■ **TO DO**:
Restate all of the data below word for word.

■ **EXERCISE MATERIALS**:
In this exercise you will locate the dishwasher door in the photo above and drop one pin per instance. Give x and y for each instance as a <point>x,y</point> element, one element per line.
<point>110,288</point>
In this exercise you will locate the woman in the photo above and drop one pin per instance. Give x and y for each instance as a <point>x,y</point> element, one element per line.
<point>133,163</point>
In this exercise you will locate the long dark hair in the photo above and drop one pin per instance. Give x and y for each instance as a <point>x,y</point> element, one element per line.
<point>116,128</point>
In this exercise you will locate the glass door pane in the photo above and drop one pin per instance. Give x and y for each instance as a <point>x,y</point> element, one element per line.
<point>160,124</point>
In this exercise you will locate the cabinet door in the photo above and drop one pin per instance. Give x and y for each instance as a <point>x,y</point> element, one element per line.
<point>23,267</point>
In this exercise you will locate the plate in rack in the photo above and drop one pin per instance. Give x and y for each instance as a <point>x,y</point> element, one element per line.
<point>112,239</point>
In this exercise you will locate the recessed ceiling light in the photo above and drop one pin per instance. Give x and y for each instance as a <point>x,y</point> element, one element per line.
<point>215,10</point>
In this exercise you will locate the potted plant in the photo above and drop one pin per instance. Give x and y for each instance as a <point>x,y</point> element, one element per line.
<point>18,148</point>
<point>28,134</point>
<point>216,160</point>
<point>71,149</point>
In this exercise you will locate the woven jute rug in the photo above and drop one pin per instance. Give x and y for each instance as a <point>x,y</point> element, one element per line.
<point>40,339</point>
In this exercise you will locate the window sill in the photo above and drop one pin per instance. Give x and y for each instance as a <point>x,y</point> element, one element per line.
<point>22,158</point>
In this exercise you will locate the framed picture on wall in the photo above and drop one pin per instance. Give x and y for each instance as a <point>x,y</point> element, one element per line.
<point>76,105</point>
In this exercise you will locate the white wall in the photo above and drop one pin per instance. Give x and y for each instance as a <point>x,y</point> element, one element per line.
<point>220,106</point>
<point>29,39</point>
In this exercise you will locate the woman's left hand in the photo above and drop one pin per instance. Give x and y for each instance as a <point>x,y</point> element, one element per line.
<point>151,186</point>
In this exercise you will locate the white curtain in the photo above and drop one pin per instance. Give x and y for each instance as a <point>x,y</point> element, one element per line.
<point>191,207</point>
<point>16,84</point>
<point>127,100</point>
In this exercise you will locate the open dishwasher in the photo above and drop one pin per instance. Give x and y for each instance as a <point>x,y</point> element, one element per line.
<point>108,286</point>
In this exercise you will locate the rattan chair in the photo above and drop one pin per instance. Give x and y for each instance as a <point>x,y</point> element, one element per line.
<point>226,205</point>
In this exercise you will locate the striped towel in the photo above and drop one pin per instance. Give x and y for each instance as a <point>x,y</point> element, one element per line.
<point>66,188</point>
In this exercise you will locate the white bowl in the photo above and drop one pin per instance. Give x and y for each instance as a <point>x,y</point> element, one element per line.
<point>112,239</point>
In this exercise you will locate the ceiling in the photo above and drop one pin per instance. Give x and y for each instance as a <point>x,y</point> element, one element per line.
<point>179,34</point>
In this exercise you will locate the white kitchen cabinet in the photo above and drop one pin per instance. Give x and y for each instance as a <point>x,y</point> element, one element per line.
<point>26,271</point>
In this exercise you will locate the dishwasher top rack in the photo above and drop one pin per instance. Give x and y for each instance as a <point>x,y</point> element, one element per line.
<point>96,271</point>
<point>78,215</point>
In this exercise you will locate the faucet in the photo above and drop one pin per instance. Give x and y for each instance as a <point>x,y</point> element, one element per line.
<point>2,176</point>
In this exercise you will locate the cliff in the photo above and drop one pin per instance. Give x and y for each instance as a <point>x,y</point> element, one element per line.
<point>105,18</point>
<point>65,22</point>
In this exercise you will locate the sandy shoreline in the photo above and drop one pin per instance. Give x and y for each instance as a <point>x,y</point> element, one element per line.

■ **YOUR SOLUTION**:
In this exercise you will locate the dishwasher door in the photo above and drop one pin per instance. Give x and y for each instance as a <point>x,y</point> element, one element per line.
<point>110,288</point>
In this exercise you will locate the woman in the photo above and drop one pin per instance. Give x and y for each instance as a <point>x,y</point> element, one element per line.
<point>133,163</point>
In this exercise you will locate the long dark hair in the photo above and drop one pin per instance. Give x and y for each instance as a <point>x,y</point> element, one element per line.
<point>116,128</point>
In this exercise you will locate the glass door pane in the photo above and drop one pin per instance. Give x and y for each instance as a <point>x,y</point> element, one element per line.
<point>160,124</point>
In this exercise you will locate the cabinet door in the photo above and drop one pin per instance. Give x and y for each instance as a <point>x,y</point> element, one element per line.
<point>23,267</point>
In this exercise you will locate the plate in rack in the photo above and drop one pin per instance. Give x and y for each instance as a <point>x,y</point> element, one element per line.
<point>112,239</point>
In this exercise you will locate the recessed ceiling light in the photo above and drop one pin per instance. Give x and y for each instance as a <point>x,y</point> element, one element per line.
<point>215,10</point>
In this exercise you will locate the potted plant in the photo above and drop one pin per instance. Give x and y for each instance as a <point>x,y</point> element, one element per line.
<point>18,148</point>
<point>28,134</point>
<point>216,160</point>
<point>71,149</point>
In this exercise you will locate the woven jute rug in the photo above and drop one pin per instance. Give x and y for each instance as a <point>x,y</point> element, one element per line.
<point>40,339</point>
In this exercise you will locate the window sill in the photo above and drop one pin per instance. Give x and y for each instance as a <point>x,y</point> element, one element per line.
<point>22,158</point>
In this exercise you will locate the framed picture on wall in the photo above and drop one pin per instance. Give x and y for each instance as a <point>x,y</point> element, one element per line.
<point>76,105</point>
In this exercise you will locate the white wall in the photo above and drop one pin per instance. Give x and y for each instance as a <point>x,y</point> element, one element per line.
<point>220,106</point>
<point>29,39</point>
In this exercise you will locate the woman's left hand in the photo above and drop one pin per instance. Give x and y for each instance as a <point>x,y</point> element, one element per line.
<point>151,186</point>
In this exercise you will locate the white curtain in the photo above and drop one pin per instance. Give x and y for each instance as a <point>x,y</point> element, one element per line.
<point>191,207</point>
<point>16,84</point>
<point>127,100</point>
In this exercise you will locate the open dishwasher in the photo above and drop one pin per instance. Give x and y for each instance as a <point>x,y</point> element, one element per line.
<point>108,286</point>
In this exercise you will locate the rattan chair in the photo above and drop one pin per instance. Give x and y for each instance as a <point>x,y</point> element, one element per line.
<point>226,205</point>
In this exercise you will locate the striped towel in the photo above and drop one pin per instance. Give x and y for each instance as a <point>x,y</point> element, one element per line.
<point>66,188</point>
In this exercise you will locate the white bowl in the photo above and drop one pin per instance. Give x and y for each instance as a <point>x,y</point> element, one element per line.
<point>112,239</point>
In this exercise you will locate the ceiling in the photo above and drop one pin per instance. Give x and y for each instance as a <point>x,y</point> element, one element per line.
<point>179,34</point>
In this exercise you will locate the white kitchen cabinet in the photo above and drop one pin per instance. Give x and y for each instance as a <point>x,y</point> element, one element per line.
<point>26,271</point>
In this exercise you will locate the dishwasher top rack in the photo above and drop one pin per instance. Give x and y for each instance as a <point>x,y</point> element, one element per line.
<point>96,271</point>
<point>78,215</point>
In this exercise you will locate the faucet in the photo above and drop one pin per instance. Give x and y for each instance as a <point>x,y</point> element, one element per line.
<point>2,176</point>
In this exercise you will locate the cliff in the photo above and drop one pin per instance. Give x and y for each instance as a <point>x,y</point> element, one element per line.
<point>105,18</point>
<point>65,22</point>
In this exercise you will locate the sandy shoreline in the photo above and drop one pin per instance. Give x and y for each instance as a <point>x,y</point> element, one element per line.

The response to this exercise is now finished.